>> Start

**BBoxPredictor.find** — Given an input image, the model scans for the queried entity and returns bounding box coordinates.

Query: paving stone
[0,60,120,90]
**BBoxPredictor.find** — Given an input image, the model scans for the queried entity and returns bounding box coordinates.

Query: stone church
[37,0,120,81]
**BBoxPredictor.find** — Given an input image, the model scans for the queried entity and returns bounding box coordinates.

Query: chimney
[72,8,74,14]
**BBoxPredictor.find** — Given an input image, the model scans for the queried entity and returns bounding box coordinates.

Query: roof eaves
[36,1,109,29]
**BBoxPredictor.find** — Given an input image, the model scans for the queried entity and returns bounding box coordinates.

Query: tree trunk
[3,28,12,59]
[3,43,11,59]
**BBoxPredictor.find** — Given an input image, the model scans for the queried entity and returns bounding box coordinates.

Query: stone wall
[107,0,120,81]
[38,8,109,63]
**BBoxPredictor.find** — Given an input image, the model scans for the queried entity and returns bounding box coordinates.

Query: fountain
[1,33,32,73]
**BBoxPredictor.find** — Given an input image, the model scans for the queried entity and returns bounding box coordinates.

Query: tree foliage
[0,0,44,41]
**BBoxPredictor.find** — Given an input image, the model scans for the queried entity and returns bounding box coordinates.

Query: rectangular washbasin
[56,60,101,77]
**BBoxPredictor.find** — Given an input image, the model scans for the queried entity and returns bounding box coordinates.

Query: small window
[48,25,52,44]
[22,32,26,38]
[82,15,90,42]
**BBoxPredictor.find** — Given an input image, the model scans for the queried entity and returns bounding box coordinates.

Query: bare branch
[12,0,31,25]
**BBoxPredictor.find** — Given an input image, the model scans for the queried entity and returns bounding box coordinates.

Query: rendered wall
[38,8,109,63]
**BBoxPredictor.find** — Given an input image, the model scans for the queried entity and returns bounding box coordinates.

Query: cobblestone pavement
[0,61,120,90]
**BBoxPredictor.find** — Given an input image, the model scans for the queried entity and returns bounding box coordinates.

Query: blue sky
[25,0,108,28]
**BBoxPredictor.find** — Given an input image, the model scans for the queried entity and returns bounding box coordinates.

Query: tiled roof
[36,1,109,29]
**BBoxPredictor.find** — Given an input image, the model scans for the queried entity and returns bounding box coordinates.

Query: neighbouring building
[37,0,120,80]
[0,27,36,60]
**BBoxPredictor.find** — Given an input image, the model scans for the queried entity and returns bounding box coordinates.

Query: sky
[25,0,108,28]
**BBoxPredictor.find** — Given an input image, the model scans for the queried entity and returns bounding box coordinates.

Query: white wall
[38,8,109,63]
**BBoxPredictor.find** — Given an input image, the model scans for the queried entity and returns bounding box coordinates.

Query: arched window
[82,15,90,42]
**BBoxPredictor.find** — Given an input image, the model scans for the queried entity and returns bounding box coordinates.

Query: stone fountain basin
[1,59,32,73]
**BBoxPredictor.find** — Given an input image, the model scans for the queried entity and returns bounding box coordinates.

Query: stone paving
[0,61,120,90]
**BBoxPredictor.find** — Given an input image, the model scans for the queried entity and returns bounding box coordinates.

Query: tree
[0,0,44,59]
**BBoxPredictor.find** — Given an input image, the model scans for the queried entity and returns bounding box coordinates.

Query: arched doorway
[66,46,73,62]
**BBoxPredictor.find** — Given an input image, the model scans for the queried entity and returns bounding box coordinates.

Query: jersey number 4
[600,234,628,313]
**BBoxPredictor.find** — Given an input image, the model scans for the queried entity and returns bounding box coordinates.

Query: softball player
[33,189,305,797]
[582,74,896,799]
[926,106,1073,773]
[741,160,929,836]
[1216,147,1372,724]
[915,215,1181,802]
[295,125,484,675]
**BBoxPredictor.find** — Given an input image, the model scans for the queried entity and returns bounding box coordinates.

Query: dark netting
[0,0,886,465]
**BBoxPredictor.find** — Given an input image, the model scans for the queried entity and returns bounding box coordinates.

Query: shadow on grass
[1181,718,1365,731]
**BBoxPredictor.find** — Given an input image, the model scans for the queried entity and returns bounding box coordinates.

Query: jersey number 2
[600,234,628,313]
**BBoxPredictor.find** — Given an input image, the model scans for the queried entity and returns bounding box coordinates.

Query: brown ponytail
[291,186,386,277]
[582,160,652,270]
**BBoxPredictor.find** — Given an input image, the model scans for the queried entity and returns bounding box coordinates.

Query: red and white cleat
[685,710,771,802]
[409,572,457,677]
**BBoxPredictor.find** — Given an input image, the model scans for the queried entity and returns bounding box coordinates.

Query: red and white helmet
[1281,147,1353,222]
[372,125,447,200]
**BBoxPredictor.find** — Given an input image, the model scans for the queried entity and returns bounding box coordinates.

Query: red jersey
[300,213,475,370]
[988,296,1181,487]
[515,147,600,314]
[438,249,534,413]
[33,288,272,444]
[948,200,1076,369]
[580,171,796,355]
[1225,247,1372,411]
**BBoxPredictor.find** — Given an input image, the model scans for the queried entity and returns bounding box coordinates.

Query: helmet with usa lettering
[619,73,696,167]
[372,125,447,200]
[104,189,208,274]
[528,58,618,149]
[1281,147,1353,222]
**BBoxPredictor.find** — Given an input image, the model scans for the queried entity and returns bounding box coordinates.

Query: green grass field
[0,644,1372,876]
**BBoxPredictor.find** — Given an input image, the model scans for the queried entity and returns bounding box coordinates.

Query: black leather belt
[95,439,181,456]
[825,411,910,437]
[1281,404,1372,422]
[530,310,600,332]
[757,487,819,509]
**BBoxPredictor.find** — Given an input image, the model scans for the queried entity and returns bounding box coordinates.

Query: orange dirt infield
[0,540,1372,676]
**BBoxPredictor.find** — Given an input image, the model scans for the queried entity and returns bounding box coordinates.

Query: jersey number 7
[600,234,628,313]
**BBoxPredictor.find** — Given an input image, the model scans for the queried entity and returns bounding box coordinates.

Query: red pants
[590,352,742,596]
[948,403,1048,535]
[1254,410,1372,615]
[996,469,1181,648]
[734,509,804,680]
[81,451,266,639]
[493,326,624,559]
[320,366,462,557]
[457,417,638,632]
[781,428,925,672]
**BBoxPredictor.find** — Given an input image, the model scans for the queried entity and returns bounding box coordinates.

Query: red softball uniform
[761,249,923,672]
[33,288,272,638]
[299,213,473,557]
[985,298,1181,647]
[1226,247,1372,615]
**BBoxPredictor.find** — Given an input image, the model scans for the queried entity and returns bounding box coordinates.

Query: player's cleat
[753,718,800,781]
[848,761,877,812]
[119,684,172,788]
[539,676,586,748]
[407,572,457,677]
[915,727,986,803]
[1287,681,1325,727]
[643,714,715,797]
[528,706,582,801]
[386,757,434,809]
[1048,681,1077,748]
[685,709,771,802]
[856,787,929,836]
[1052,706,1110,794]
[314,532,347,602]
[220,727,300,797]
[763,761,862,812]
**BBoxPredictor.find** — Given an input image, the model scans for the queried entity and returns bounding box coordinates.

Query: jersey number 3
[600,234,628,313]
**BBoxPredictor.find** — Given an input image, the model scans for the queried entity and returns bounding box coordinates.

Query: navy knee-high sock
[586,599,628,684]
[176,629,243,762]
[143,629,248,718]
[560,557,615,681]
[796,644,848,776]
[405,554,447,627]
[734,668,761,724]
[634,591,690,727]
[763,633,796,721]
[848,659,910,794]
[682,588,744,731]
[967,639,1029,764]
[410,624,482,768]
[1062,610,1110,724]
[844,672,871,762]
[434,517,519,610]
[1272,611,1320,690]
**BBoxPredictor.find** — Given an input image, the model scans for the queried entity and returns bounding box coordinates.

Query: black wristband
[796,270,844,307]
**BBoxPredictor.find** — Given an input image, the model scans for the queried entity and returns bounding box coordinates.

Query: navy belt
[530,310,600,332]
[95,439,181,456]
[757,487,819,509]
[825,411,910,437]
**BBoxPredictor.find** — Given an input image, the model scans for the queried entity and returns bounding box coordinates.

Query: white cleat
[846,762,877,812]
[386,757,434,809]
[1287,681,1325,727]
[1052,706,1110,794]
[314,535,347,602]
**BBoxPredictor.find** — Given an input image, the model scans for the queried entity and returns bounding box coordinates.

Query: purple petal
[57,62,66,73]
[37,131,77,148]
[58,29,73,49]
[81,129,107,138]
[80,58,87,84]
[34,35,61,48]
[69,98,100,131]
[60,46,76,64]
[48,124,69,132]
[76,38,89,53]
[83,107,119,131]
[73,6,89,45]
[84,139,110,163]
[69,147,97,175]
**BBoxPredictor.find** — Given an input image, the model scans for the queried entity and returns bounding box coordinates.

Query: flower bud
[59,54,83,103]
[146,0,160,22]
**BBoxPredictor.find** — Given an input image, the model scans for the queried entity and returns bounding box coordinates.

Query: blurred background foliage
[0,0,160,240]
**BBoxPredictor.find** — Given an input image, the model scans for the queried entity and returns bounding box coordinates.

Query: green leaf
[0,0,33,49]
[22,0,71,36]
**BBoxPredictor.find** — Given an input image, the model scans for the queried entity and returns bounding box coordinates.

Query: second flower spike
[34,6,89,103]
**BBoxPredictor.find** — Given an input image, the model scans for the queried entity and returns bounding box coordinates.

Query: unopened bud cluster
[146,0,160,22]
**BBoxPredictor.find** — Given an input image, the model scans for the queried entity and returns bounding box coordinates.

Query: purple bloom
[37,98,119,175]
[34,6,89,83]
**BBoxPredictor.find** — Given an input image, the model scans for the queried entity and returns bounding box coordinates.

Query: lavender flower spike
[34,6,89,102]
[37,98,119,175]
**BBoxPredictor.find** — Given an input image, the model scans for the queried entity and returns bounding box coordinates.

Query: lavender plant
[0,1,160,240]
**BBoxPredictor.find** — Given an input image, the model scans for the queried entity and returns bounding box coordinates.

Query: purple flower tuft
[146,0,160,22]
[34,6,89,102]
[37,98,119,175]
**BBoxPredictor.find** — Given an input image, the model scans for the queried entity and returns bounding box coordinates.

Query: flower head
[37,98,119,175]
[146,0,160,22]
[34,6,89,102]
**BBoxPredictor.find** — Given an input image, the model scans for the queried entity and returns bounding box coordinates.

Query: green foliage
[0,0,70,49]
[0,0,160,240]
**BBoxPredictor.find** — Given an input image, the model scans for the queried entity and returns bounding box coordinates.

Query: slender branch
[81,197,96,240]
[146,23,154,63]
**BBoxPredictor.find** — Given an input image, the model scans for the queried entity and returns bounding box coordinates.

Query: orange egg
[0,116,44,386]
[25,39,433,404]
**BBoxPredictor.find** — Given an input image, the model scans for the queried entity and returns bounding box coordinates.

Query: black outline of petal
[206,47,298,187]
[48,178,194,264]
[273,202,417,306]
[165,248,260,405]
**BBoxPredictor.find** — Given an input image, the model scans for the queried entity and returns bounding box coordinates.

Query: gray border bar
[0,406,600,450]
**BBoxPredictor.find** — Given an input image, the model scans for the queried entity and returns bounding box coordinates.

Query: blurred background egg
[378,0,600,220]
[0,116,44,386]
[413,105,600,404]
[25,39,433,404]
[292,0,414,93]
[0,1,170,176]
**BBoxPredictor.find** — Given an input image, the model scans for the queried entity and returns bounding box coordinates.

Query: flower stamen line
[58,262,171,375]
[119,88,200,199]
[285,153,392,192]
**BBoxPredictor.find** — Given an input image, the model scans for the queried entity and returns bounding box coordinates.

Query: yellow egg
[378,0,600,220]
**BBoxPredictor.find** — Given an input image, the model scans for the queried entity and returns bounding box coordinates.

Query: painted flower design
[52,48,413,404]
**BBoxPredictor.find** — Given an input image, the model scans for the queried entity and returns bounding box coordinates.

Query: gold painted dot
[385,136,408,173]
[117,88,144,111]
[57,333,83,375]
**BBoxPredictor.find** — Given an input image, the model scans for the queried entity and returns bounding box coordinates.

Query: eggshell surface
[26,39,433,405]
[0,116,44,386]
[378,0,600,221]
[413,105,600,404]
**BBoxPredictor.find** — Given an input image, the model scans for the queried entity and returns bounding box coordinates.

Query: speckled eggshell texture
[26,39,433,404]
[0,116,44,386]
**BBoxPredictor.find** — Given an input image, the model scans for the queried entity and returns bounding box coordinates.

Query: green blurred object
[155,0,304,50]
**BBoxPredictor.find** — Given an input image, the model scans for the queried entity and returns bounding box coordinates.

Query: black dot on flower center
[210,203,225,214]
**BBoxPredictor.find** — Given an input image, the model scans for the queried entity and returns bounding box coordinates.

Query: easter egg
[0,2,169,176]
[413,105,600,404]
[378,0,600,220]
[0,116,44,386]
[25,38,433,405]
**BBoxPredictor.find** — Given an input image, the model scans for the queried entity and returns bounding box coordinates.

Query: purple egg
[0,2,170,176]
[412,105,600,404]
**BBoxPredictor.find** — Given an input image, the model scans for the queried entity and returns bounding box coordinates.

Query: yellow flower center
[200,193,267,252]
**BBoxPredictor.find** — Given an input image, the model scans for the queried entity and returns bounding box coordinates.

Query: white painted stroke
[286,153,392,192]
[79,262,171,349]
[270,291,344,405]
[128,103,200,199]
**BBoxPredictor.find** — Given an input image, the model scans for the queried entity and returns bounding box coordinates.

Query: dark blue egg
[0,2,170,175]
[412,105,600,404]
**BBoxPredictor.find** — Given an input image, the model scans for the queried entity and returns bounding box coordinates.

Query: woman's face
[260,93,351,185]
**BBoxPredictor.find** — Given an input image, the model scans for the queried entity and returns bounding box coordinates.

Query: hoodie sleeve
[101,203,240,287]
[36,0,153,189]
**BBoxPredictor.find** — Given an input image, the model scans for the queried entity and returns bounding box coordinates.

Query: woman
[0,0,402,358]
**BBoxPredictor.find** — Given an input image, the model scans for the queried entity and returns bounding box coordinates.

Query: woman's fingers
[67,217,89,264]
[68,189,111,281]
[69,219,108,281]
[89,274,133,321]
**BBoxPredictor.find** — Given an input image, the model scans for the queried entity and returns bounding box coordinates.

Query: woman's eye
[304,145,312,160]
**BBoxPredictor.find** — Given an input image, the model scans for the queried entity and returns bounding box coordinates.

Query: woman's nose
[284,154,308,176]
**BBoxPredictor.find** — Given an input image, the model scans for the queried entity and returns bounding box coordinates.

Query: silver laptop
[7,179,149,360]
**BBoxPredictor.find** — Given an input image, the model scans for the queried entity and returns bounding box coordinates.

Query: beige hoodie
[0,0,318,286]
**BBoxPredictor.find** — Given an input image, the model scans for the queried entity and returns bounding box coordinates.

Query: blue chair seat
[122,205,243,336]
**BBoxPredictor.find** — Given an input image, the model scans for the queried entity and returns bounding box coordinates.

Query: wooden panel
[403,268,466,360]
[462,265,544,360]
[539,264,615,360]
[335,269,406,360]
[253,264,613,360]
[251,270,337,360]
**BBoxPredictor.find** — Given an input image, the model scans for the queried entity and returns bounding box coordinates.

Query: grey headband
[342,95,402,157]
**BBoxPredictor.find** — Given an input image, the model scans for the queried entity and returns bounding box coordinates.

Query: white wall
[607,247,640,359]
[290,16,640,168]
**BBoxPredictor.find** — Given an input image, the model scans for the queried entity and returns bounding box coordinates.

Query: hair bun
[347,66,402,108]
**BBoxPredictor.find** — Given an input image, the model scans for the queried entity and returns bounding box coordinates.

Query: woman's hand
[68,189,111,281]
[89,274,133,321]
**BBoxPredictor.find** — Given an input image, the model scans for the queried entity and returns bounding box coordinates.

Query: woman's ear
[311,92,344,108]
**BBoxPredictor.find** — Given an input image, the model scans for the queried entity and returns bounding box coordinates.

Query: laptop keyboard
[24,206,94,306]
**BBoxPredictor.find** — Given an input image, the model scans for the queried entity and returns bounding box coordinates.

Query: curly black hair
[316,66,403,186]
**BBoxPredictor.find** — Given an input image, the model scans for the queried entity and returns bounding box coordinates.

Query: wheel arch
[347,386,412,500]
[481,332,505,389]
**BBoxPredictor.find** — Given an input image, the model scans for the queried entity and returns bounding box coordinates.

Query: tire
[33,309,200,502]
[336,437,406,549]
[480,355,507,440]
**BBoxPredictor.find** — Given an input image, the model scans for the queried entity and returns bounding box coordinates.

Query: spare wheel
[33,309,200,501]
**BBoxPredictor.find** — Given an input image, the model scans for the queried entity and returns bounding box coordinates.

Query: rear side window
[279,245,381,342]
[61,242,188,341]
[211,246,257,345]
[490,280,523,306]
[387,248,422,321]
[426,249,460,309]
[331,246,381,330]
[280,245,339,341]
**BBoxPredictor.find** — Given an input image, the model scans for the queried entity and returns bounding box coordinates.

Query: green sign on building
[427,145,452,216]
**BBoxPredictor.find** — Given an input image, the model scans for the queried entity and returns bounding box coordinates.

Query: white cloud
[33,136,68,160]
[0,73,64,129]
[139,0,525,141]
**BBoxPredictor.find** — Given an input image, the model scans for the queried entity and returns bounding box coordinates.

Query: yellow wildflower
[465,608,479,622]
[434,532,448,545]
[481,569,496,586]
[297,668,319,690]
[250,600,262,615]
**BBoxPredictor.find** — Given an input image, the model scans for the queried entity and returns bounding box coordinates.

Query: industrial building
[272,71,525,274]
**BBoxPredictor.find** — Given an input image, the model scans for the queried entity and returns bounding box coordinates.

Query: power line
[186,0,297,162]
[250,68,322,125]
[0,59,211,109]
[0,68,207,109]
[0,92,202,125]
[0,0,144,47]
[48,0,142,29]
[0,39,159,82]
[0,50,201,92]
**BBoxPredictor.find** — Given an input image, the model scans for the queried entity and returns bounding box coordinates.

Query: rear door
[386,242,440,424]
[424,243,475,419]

>> End

Stated problem: Please pick out every line above that contains the string "petal" and copy each one, treating uppercase and lowercase letters as different.

Expected answer:
Query: purple petal
Query: black outline of petal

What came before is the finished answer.